SUPPLIED RECORDS:
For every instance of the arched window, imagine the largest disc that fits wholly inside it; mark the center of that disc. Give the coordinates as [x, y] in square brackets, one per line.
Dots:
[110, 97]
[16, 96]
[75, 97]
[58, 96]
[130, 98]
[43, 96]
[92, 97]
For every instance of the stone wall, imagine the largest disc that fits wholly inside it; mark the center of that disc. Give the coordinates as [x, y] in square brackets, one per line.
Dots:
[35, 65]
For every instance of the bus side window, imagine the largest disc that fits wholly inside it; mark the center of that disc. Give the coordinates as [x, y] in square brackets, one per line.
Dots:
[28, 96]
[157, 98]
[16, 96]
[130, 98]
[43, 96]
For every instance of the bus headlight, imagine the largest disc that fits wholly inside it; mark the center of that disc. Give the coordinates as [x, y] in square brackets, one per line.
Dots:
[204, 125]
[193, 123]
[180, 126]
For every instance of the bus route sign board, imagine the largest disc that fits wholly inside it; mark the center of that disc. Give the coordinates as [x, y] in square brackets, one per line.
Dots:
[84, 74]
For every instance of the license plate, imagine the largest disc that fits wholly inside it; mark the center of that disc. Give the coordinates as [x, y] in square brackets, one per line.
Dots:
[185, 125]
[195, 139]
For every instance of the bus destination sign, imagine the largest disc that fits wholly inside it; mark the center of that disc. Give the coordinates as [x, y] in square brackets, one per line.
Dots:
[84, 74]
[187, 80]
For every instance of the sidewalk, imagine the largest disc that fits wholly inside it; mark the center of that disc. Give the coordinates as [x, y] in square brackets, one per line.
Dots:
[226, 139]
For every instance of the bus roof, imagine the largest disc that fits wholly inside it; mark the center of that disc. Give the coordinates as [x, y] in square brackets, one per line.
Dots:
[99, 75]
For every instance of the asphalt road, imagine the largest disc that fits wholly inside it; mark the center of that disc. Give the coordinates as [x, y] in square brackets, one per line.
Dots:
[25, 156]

WHAT TO PRODUCE:
Reproduce, without alteration, the part of the entries above that opens with the line containing "For every instance of the bus destination" and closes with the final line of the entries.

CORRECT RESPONSE:
For every instance of the bus destination sign, imagine the largest disc that fits wholly inside it; mark the center of that disc. Give the coordinates as [x, y] in square brackets, one per line.
Dots:
[84, 74]
[187, 80]
For every instance of the sidewalk, imagine the largest disc that fits wholly inside it; mark the center of that disc. Give the coordinates as [x, y] in square brackets, one per line.
Dots:
[226, 139]
For every instance of the bus roof, imagine the largest disc that fits wholly inside it; mark the center of that disc. Give the coordinates as [x, y] in square brackets, one per line.
Dots:
[99, 75]
For every instance of the asphalt road, imagine the largest disc that fits wholly inside it; mark the center of that disc. Give the coordinates as [x, y] in square brackets, one per line.
Dots:
[25, 156]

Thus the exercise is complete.